In the listing below, swap "barred window" for "shuttered window" and reproduce everything from the line containing "Indicate the purple" down to the line containing "x=130, y=107". Leave everything else in those lines unchanged.
Start of Record list
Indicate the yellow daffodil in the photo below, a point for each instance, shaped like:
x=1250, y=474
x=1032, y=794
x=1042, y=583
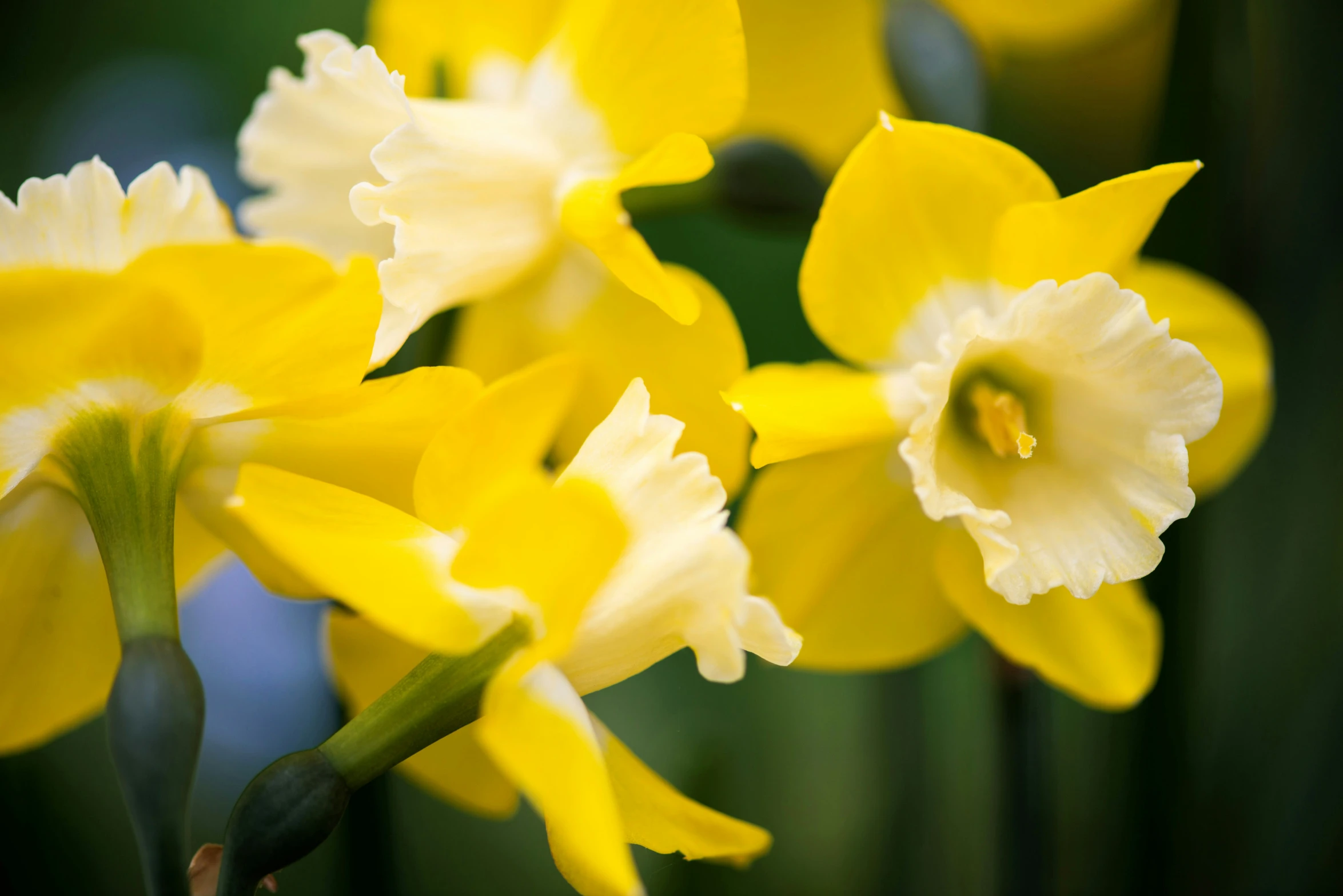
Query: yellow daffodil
x=511, y=190
x=1034, y=404
x=663, y=574
x=140, y=318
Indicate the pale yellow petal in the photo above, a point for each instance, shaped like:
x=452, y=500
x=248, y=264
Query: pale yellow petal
x=1233, y=340
x=499, y=442
x=593, y=215
x=618, y=337
x=818, y=74
x=842, y=547
x=83, y=222
x=661, y=819
x=1105, y=651
x=457, y=39
x=367, y=662
x=58, y=638
x=1098, y=230
x=657, y=67
x=805, y=410
x=380, y=561
x=914, y=207
x=537, y=730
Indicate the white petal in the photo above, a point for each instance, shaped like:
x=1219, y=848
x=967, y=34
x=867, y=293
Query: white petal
x=471, y=192
x=85, y=222
x=1119, y=400
x=683, y=578
x=308, y=141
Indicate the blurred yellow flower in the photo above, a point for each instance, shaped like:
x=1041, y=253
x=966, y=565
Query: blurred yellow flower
x=1049, y=420
x=140, y=317
x=511, y=191
x=648, y=568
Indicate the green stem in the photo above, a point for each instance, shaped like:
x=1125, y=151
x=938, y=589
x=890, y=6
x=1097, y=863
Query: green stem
x=293, y=805
x=124, y=470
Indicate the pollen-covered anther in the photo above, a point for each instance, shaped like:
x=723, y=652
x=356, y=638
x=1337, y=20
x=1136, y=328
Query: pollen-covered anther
x=1001, y=420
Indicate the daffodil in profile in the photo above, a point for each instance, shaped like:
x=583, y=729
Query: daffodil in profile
x=505, y=194
x=1016, y=426
x=618, y=564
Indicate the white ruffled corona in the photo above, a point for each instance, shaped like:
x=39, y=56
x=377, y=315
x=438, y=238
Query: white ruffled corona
x=1055, y=427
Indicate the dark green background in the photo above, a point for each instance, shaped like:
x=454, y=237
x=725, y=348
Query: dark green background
x=958, y=777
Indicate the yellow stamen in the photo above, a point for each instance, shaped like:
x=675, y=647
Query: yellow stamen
x=1001, y=420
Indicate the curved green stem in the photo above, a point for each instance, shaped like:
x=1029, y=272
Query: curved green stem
x=292, y=806
x=124, y=470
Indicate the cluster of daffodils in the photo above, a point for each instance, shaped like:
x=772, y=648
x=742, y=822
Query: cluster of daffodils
x=1024, y=407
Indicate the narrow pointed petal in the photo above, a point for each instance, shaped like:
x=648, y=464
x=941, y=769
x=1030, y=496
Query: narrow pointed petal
x=1105, y=651
x=661, y=819
x=841, y=546
x=618, y=337
x=58, y=638
x=593, y=214
x=1098, y=230
x=537, y=730
x=811, y=408
x=1233, y=340
x=911, y=210
x=499, y=442
x=657, y=67
x=375, y=558
x=367, y=663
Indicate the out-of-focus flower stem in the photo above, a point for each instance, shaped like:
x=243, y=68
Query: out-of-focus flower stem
x=296, y=802
x=124, y=471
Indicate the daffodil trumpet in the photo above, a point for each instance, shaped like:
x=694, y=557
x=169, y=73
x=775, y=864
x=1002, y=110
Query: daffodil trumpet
x=296, y=802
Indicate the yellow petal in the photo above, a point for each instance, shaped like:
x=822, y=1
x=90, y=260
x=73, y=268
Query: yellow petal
x=83, y=222
x=1105, y=651
x=58, y=638
x=367, y=663
x=1233, y=340
x=593, y=214
x=661, y=819
x=368, y=439
x=496, y=443
x=659, y=67
x=841, y=546
x=258, y=309
x=912, y=209
x=620, y=337
x=461, y=38
x=555, y=545
x=1098, y=230
x=537, y=730
x=370, y=555
x=805, y=410
x=818, y=71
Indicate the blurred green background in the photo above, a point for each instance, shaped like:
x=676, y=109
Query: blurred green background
x=958, y=777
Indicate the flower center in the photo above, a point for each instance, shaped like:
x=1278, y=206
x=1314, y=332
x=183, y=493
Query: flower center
x=1001, y=420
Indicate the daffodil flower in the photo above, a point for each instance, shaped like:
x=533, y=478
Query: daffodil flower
x=147, y=353
x=480, y=551
x=507, y=196
x=1034, y=403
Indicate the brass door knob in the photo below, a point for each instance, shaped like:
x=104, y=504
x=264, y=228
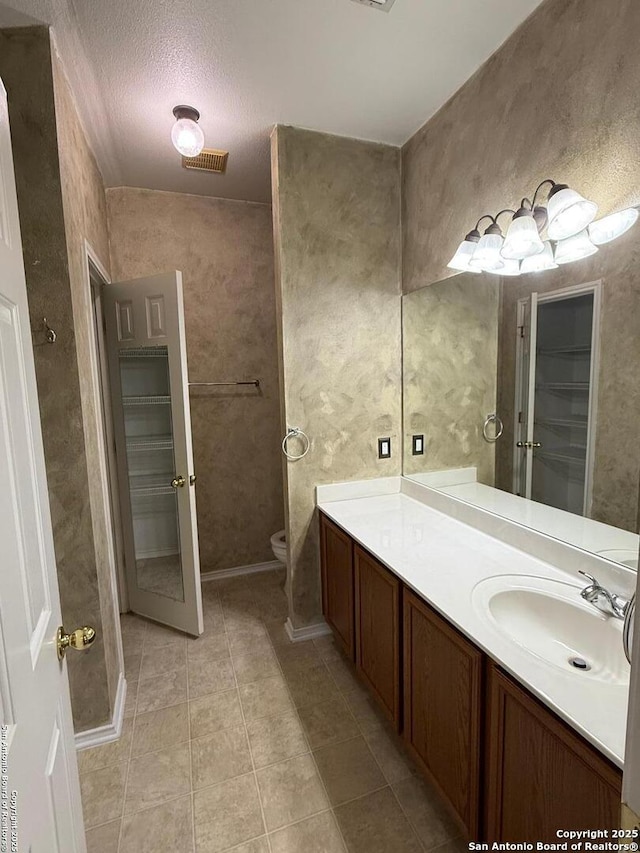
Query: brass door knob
x=80, y=639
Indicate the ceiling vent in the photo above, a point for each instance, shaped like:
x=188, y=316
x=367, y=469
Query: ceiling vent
x=381, y=5
x=209, y=160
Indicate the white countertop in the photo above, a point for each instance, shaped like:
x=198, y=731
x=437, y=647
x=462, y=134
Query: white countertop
x=443, y=559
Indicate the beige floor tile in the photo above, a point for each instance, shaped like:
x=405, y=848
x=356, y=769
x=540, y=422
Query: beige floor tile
x=310, y=685
x=274, y=739
x=157, y=777
x=110, y=753
x=102, y=794
x=164, y=829
x=389, y=753
x=161, y=635
x=328, y=722
x=348, y=770
x=220, y=756
x=364, y=709
x=265, y=698
x=343, y=674
x=298, y=655
x=162, y=691
x=376, y=824
x=426, y=812
x=317, y=834
x=104, y=839
x=209, y=677
x=158, y=729
x=163, y=659
x=290, y=791
x=227, y=815
x=132, y=662
x=131, y=699
x=208, y=647
x=327, y=648
x=253, y=667
x=215, y=712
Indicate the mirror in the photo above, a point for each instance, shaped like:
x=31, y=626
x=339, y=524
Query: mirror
x=527, y=393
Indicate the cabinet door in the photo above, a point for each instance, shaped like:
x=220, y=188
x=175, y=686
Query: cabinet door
x=378, y=632
x=443, y=706
x=337, y=583
x=146, y=346
x=541, y=775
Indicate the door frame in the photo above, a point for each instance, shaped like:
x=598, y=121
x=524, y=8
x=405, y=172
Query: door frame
x=561, y=294
x=94, y=268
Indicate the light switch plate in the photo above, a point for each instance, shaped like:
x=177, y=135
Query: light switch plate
x=384, y=448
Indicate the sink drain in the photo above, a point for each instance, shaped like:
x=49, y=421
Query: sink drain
x=580, y=663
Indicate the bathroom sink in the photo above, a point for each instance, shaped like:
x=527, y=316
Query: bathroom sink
x=550, y=620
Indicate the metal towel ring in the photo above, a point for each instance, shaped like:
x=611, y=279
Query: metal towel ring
x=499, y=429
x=294, y=432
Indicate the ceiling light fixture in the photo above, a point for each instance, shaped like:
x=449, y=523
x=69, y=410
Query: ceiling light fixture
x=186, y=133
x=571, y=234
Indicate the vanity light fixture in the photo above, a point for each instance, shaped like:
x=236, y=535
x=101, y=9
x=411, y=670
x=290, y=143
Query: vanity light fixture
x=610, y=227
x=186, y=133
x=540, y=237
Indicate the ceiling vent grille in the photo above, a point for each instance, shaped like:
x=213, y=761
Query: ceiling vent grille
x=380, y=5
x=209, y=160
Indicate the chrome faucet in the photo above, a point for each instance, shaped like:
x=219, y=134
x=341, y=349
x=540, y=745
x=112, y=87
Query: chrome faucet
x=607, y=602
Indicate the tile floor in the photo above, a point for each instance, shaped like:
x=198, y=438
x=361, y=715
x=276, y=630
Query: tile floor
x=242, y=741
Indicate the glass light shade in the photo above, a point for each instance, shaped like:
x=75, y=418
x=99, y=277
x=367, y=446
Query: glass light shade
x=609, y=227
x=542, y=261
x=187, y=137
x=575, y=248
x=460, y=261
x=569, y=213
x=511, y=267
x=522, y=238
x=487, y=254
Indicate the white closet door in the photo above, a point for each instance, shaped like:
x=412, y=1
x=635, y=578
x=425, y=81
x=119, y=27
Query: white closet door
x=148, y=368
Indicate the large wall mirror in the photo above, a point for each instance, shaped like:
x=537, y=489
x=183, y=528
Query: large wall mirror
x=522, y=396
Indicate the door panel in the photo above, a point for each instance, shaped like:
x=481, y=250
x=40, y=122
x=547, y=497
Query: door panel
x=378, y=594
x=37, y=730
x=147, y=361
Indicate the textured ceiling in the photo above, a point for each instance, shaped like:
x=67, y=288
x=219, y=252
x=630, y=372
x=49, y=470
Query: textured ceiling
x=330, y=65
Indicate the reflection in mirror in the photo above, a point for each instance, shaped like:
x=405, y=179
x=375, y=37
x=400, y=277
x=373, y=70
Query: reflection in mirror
x=146, y=399
x=551, y=359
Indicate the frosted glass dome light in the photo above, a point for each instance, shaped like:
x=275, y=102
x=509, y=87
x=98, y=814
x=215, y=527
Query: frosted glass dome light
x=522, y=238
x=186, y=133
x=569, y=213
x=610, y=227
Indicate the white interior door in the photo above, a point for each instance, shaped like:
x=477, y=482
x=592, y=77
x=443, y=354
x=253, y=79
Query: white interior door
x=148, y=368
x=37, y=751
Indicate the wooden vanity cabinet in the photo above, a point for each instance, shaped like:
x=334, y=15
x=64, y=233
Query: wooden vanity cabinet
x=541, y=775
x=378, y=599
x=336, y=562
x=443, y=707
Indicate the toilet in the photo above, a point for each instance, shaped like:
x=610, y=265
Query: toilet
x=279, y=546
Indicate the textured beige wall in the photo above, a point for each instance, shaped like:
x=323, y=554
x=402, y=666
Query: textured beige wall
x=85, y=218
x=617, y=450
x=225, y=252
x=559, y=99
x=26, y=68
x=337, y=236
x=450, y=351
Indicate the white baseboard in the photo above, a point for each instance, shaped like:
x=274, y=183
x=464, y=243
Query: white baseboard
x=309, y=632
x=241, y=570
x=112, y=730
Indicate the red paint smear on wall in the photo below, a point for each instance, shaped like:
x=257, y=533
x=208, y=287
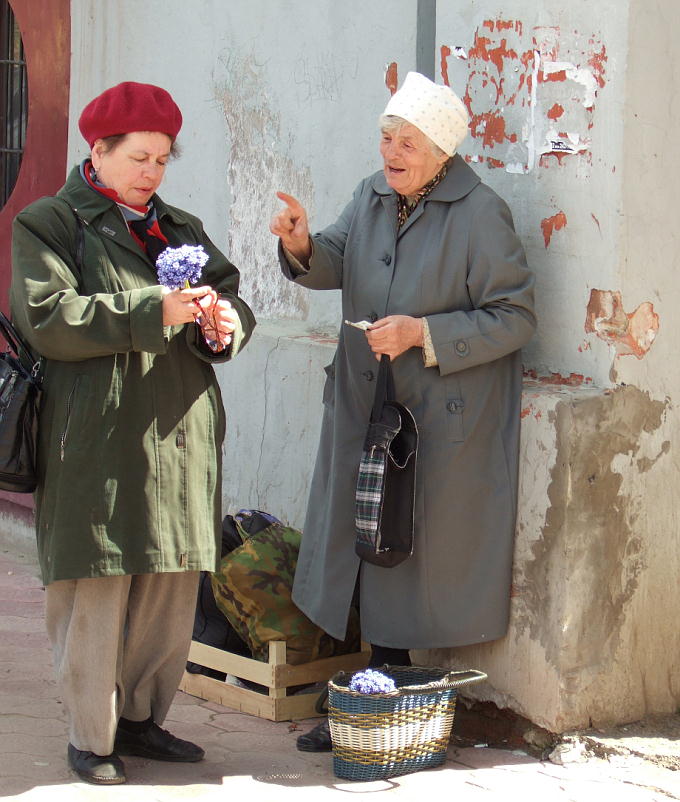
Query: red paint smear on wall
x=596, y=61
x=555, y=223
x=445, y=53
x=572, y=380
x=503, y=25
x=391, y=78
x=490, y=126
x=555, y=77
x=629, y=333
x=495, y=55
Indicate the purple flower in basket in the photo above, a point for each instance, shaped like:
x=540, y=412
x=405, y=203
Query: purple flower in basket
x=370, y=681
x=181, y=267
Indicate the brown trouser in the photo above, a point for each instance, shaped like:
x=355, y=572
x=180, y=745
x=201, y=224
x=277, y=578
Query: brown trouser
x=120, y=645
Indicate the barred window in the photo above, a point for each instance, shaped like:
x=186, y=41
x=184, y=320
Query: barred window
x=13, y=101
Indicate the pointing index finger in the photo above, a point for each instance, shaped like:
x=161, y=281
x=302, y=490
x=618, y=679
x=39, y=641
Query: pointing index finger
x=290, y=201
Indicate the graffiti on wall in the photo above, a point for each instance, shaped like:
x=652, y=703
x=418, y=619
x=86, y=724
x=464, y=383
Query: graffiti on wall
x=530, y=93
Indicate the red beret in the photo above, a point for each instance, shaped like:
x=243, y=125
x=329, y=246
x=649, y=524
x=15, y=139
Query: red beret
x=130, y=107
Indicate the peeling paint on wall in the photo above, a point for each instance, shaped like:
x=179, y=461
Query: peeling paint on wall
x=392, y=77
x=629, y=333
x=588, y=541
x=520, y=83
x=532, y=377
x=555, y=223
x=257, y=167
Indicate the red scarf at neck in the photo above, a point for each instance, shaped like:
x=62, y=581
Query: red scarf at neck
x=154, y=229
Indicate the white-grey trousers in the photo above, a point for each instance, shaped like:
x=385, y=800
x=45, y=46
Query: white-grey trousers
x=120, y=645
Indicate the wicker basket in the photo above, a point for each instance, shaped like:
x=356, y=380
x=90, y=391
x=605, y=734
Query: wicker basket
x=381, y=735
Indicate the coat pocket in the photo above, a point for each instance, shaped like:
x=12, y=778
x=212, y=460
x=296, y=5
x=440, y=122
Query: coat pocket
x=454, y=419
x=329, y=386
x=71, y=430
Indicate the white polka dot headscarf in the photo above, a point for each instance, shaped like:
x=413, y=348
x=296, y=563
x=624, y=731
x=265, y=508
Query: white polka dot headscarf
x=436, y=110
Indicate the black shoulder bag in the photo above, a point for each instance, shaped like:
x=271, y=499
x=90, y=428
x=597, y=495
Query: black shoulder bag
x=20, y=389
x=386, y=486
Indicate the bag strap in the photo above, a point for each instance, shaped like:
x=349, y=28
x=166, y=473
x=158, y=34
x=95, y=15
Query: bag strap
x=80, y=237
x=16, y=342
x=20, y=347
x=384, y=389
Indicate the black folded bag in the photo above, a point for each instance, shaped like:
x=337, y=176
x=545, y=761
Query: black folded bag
x=20, y=389
x=386, y=485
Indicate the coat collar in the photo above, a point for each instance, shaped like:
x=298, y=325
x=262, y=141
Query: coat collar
x=458, y=182
x=103, y=214
x=90, y=204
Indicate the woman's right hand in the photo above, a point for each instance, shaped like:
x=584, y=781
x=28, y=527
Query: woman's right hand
x=182, y=306
x=290, y=224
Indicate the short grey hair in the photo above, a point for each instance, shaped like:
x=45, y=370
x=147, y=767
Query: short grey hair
x=390, y=124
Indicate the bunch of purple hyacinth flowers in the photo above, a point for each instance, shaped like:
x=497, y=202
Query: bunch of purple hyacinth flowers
x=371, y=681
x=181, y=267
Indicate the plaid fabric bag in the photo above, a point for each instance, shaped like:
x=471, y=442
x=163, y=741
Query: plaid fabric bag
x=386, y=485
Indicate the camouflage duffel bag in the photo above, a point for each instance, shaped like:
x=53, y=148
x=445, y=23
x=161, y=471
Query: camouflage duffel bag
x=253, y=588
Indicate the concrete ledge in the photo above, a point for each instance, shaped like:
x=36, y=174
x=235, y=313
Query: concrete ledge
x=585, y=645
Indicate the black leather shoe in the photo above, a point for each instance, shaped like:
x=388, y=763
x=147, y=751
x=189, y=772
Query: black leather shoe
x=317, y=739
x=96, y=769
x=157, y=744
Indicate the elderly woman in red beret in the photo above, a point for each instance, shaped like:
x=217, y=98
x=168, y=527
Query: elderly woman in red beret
x=131, y=426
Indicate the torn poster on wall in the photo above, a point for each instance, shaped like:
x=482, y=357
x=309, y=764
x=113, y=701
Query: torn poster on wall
x=531, y=94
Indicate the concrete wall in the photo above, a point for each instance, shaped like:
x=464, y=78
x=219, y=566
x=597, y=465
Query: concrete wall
x=572, y=124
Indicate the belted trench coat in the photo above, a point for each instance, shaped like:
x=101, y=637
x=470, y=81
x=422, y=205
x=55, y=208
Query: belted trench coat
x=458, y=262
x=131, y=419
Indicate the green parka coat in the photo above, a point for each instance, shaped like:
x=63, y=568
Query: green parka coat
x=131, y=420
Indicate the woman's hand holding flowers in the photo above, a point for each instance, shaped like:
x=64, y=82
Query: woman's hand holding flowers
x=290, y=224
x=225, y=318
x=182, y=305
x=394, y=334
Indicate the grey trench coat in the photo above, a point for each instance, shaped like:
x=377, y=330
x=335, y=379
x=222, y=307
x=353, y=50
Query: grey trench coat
x=457, y=261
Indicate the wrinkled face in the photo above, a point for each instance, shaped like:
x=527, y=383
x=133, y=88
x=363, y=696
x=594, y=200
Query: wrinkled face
x=135, y=166
x=408, y=160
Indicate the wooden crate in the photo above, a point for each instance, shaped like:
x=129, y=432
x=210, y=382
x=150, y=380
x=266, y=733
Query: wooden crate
x=276, y=675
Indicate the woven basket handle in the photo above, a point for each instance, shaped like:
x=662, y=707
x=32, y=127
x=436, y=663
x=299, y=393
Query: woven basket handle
x=457, y=679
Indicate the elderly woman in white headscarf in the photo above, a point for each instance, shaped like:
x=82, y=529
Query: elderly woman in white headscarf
x=428, y=255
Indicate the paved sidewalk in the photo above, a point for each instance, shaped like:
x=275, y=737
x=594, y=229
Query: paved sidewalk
x=249, y=758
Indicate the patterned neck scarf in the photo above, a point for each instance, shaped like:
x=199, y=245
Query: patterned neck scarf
x=407, y=203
End of Record list
:: Complete answer ::
Indicate the purple flower in basket in the photo above, a point for each instance, shaped like:
x=540, y=412
x=405, y=203
Query: purple flower in basket
x=370, y=681
x=181, y=267
Indicate the brown trouser in the photo above, a point for each instance, shaped like:
x=355, y=572
x=180, y=745
x=201, y=224
x=277, y=578
Query: brown trouser
x=120, y=645
Indicate the shuttered window in the photo above, a point for each instance, shaped like:
x=186, y=41
x=184, y=320
Query: shuttered window
x=13, y=101
Indicate the pointing index finger in the photo above, a point for each instance, shaped like:
x=161, y=281
x=302, y=490
x=618, y=679
x=39, y=641
Query: pointing index finger
x=290, y=201
Indicate the graffiti on wall in the photo above, a point for each instance, shaped like:
x=652, y=703
x=418, y=619
x=86, y=724
x=464, y=383
Query: graffiti on wall
x=530, y=93
Indicate the red beret in the photo above, a point for each instance, shaped like:
x=243, y=125
x=329, y=246
x=649, y=524
x=15, y=139
Query: red beret
x=130, y=107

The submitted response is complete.